▶ _Data_

:::::

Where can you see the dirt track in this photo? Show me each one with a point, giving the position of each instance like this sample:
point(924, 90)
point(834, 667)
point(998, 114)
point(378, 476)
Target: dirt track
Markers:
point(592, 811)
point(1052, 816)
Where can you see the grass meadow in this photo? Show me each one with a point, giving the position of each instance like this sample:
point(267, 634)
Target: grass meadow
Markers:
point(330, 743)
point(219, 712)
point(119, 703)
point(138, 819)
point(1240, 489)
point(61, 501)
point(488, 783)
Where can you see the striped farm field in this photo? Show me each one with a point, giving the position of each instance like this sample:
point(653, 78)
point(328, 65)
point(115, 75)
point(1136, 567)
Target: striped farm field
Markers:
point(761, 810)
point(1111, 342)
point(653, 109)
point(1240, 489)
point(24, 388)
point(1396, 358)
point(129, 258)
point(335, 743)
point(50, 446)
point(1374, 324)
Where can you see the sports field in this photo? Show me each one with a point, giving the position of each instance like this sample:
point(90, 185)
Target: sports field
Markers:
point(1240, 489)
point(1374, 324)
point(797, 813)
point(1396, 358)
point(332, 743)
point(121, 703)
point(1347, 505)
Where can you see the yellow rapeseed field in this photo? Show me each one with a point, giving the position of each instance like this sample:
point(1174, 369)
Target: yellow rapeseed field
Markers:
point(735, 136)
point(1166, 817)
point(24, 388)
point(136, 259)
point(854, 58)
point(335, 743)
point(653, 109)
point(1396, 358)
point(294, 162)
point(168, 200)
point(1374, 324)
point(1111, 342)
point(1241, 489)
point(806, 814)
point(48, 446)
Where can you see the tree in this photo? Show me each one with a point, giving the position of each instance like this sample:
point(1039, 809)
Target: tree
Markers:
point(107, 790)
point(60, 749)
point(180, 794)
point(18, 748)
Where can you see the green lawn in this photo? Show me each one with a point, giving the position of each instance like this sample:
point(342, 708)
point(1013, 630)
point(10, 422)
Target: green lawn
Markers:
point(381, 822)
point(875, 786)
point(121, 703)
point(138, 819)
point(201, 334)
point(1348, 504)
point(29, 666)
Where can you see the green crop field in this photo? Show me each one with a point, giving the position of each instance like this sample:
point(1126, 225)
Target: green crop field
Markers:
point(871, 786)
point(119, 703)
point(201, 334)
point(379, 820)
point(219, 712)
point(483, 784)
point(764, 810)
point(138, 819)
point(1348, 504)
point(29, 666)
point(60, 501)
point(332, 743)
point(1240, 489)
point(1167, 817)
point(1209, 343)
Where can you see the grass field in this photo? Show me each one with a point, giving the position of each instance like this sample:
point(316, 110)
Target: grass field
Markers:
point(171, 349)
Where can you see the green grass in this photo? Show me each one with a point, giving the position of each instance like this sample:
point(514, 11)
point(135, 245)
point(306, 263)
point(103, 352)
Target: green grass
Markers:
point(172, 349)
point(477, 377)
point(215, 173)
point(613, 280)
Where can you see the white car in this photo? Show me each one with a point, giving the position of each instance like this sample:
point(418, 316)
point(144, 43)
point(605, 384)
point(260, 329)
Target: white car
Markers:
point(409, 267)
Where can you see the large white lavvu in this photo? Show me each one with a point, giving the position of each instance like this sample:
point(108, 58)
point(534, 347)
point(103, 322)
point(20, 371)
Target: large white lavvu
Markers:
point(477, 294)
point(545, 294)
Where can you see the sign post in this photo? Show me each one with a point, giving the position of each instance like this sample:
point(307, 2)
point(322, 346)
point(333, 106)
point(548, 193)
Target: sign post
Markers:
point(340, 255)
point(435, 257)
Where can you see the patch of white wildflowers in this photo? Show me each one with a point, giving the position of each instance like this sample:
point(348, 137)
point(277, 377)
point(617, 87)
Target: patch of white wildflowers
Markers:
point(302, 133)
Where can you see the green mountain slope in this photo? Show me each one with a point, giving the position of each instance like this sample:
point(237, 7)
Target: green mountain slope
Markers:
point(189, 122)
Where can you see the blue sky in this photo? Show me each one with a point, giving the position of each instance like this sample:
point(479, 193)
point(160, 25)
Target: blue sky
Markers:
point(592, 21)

:::::

▶ _Required work_
A single number is the whole answer: how many lines in the entries hold the word "tree".

▶ _Solution to the exercise_
2